/---

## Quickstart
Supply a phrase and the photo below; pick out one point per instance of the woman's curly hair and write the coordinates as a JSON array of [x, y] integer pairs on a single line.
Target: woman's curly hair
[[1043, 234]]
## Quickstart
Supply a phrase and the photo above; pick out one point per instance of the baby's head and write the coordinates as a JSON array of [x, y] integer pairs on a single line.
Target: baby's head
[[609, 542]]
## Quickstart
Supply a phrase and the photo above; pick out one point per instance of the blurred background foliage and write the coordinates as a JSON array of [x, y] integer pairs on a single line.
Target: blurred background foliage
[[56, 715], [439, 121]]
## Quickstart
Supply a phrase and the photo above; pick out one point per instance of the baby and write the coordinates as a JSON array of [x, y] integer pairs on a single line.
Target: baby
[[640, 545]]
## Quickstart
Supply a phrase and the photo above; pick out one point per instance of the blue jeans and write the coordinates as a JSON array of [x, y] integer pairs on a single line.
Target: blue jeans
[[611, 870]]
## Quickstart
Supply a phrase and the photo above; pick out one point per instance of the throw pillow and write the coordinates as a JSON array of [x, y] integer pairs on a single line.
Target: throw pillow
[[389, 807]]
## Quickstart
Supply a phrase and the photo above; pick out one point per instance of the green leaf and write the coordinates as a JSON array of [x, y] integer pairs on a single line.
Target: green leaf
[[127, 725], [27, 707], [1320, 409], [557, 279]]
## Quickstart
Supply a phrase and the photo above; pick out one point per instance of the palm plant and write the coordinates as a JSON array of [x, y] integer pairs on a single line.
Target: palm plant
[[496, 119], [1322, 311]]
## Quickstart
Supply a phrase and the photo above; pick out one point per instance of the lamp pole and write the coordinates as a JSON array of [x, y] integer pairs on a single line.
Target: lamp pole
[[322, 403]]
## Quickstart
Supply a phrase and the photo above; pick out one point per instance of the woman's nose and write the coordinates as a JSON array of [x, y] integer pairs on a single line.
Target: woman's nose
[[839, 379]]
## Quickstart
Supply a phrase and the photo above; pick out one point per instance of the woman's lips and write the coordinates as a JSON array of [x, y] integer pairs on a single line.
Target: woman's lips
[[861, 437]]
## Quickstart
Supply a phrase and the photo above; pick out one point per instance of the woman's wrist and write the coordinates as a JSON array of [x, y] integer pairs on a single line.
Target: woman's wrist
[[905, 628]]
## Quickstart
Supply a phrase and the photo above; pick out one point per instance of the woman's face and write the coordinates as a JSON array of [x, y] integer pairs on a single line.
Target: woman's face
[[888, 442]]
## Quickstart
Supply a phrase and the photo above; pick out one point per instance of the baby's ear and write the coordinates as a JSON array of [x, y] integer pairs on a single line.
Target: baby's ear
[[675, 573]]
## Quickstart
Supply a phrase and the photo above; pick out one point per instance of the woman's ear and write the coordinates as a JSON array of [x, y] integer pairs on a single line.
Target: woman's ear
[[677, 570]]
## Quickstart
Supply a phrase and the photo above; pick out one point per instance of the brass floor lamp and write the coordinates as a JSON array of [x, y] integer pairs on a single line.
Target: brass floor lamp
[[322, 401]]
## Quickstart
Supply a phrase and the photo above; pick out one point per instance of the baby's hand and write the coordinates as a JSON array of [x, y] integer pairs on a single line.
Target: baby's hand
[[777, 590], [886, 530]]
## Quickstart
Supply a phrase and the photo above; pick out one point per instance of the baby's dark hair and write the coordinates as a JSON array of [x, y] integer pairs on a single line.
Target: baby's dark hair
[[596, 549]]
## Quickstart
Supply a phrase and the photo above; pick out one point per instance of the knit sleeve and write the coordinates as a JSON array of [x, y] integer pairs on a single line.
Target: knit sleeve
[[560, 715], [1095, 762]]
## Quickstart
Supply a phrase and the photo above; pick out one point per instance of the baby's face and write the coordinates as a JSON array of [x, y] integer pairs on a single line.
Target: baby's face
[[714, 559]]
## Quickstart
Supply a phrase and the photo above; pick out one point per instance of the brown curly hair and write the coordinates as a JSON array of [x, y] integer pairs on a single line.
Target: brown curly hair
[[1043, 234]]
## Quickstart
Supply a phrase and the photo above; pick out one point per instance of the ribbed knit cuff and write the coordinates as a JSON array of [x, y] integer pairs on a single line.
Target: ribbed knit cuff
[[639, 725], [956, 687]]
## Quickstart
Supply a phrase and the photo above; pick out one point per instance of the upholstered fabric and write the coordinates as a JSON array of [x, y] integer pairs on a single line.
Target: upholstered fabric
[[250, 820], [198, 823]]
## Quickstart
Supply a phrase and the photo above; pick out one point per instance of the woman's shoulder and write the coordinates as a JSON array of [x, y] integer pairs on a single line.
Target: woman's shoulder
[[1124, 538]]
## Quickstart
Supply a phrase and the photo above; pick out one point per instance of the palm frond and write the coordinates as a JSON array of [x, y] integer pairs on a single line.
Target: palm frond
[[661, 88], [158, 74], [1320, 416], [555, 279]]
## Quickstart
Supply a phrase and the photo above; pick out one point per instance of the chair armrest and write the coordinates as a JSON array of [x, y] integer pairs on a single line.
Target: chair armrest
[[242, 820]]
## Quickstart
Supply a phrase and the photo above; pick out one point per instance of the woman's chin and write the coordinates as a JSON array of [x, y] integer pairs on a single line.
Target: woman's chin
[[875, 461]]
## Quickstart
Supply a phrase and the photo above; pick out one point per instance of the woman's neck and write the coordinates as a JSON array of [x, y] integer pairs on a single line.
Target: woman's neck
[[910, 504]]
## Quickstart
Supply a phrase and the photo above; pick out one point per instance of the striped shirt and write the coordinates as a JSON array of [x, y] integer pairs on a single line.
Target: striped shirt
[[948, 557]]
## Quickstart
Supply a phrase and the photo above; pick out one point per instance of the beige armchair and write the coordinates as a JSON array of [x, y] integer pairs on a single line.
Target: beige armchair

\---

Task goal – Rewrite the stretch from the start of the items through the line containing "[[640, 545]]", changing "Target" to "Label" and leaving everything else unchanged.

Finished exercise –
## Quickstart
Supply a phrase and the photo below; pick out one point per instance of the woman's curly hair and write the coordinates as a JSON array of [x, y] integer pairs on a single line.
Label: woman's curly hair
[[1043, 234]]
## Quickstart
Supply a phrase and the photo above; pick out one point per instance of the baby's head and write the coordinates as a JSON array of [x, y] integer pairs on a single line.
Label: baby's head
[[609, 542]]
## Quickstart
Supply a phrase and the photo above; pick out one point per instance of the blurred background foliage and write the coordinates as a JSON array of [x, y] integer pairs on a single line.
Label: blurred background foliage
[[56, 715], [439, 121]]
## Quickstart
Supply a phrase and the photo above; pick out one point per instance of the baby and write the coordinates as a JSON array of [x, y] integer pairs on a single line.
Label: baby
[[640, 545]]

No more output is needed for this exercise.